- **Exercise brief**:
Copy the entries below, changing every "Mark it with a dot" to "Place a dot on it" and keeping everything else the same.

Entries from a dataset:
──────

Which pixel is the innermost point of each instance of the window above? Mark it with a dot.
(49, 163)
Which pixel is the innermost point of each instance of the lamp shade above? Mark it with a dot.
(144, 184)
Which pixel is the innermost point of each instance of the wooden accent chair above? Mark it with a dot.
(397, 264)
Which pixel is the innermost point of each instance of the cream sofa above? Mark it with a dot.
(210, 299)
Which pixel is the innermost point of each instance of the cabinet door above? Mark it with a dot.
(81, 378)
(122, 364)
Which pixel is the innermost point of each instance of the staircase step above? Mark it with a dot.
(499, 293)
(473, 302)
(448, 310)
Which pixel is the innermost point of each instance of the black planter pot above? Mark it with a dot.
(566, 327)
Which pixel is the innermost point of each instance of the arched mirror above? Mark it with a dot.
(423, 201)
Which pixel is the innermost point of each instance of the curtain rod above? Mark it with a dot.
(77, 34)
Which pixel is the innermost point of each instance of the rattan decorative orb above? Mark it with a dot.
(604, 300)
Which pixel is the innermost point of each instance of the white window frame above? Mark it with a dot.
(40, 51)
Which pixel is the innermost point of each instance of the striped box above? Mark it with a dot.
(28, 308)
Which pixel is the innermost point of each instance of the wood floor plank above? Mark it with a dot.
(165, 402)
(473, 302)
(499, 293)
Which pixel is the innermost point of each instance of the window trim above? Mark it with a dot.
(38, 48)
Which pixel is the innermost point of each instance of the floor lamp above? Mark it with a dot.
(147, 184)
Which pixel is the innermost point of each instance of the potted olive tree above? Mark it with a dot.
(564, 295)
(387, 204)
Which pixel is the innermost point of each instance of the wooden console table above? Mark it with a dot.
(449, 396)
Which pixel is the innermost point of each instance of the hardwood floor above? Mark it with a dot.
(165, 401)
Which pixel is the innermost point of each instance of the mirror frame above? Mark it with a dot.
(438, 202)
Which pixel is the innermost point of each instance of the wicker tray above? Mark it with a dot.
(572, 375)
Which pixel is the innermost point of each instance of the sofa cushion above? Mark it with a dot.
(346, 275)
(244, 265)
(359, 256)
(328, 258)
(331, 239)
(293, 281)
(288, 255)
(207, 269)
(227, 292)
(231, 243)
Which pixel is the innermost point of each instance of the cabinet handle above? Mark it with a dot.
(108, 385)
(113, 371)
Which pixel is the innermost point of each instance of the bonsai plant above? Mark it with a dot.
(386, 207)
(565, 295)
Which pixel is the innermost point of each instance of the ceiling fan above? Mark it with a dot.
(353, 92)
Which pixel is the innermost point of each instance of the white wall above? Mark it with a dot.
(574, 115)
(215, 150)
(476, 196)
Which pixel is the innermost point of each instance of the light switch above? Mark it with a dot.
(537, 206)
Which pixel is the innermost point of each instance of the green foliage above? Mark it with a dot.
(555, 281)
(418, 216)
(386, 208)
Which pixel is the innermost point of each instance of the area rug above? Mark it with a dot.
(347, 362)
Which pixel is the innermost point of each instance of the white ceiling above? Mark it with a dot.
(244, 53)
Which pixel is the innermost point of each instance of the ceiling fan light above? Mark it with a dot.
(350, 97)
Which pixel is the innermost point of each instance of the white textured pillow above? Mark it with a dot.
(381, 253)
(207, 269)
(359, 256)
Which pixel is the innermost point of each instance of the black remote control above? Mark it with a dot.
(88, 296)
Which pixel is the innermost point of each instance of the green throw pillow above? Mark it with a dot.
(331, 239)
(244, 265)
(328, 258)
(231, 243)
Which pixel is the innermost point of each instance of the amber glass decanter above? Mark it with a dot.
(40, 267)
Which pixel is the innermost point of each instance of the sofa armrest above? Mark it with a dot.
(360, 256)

──────

- **Finished task**:
Which pixel is the innermost point of each instance of the window above? Place a dot on it.
(49, 163)
Which pixel is the innermost point of each instance of the lamp shade above? Place a dot on it.
(144, 184)
Which pixel is the innermost point of each instance of the wooden accent chair above? Place a dot on it.
(397, 264)
Which pixel is the innermost point of each instance of the cream sofa above? Place a dot on it.
(210, 299)
Which pixel is the innermost point of each instance of the cabinet door above? Place a dot on it.
(81, 378)
(122, 364)
Which pixel is the innermost point of each instance of the staircase step above? Place a dot on it.
(499, 293)
(473, 302)
(448, 310)
Which pixel is the innermost point of each instance of the black planter pot above? Place a dot on it.
(566, 327)
Which pixel is the innermost point of each instance of the arched mirror above? Place a dot on it.
(423, 201)
Which pixel is the innermost point of each instance of the curtain rod above? Place a dot on it.
(77, 34)
Which pixel is the innermost point of each instance of the rattan decorative orb above? Place a dot on it.
(604, 300)
Which pixel is the innermost point of each instance of the white window frame above? Place a dot on it.
(40, 51)
Which pixel is the innermost point of each instance of the striped box above? Place a dot on it.
(28, 308)
Which pixel is the innermost point of each instance of the wood floor plank above? Place a dot on it.
(165, 402)
(473, 302)
(499, 293)
Which pixel is the innermost point of each instance of the window trim above? Place a dot on it.
(38, 48)
Which pixel is the innermost point of each instance of the floor lamp above? Place a dot on it.
(147, 184)
Which pixel is the innermost point of each instance of the potted olive tree above? Place a dot on it.
(564, 295)
(387, 204)
Which pixel is the innermost point of each instance of the wooden console table above? Place a dot on it.
(449, 396)
Which pixel is the innermost point of each instance of the hardwood floor above? Place a dot on it.
(165, 401)
Which pixel is the innermost point of each instance of the mirror frame above? Place a dot on it.
(438, 202)
Which pixel is the innermost point of each instance of the wicker tray above? Place a dot on it.
(572, 375)
Which pixel is the innermost point of each instance of the sofa cushion above? Place a dot on it.
(346, 275)
(244, 265)
(359, 256)
(328, 258)
(331, 239)
(293, 281)
(288, 255)
(207, 269)
(227, 292)
(231, 243)
Which pixel is the innermost point of each instance of the cabinet handle above? Place a dot on it.
(108, 385)
(113, 371)
Which pixel is the innermost point of each instance of the bonsai plant above? Place a dot on it.
(386, 207)
(565, 295)
Which pixel is the innermost point of each instance of the ceiling fan above? Place a dot on it.
(353, 92)
Which pixel is the innermost point of each instance of the white wall above? Place a dot on it.
(574, 115)
(215, 150)
(476, 196)
Which pixel is the innermost point of each instance of the light switch above? Place a dot on it.
(537, 206)
Which pixel is the innermost point of each instance of the green foliage above? Place a dot on it.
(555, 281)
(418, 216)
(386, 208)
Which pixel is the innermost point of each instance of the area rug above? Place a dot on it.
(347, 362)
Which pixel is the innermost point of each instance of the white ceiling above? Place a dot on it.
(244, 53)
Which pixel is the innermost point of each instance of the ceiling fan light above? Place a dot on it.
(350, 97)
Which pixel is the innermost point of each instance of the white textured pillow above? Place a dot on it.
(381, 253)
(207, 269)
(359, 256)
Which pixel is the innermost point of each instance of the black remote control above? Place a dot on it.
(88, 296)
Which pixel is the innermost point of each instance of the green throw pillow above? Place a dot on it.
(331, 239)
(244, 265)
(328, 258)
(231, 243)
Which pixel is the innermost point of each instance of the amber glass decanter above? Place a dot on it.
(40, 267)
Which pixel is the innermost point of each instance of the sofa armrest above? Place a dot on it.
(360, 256)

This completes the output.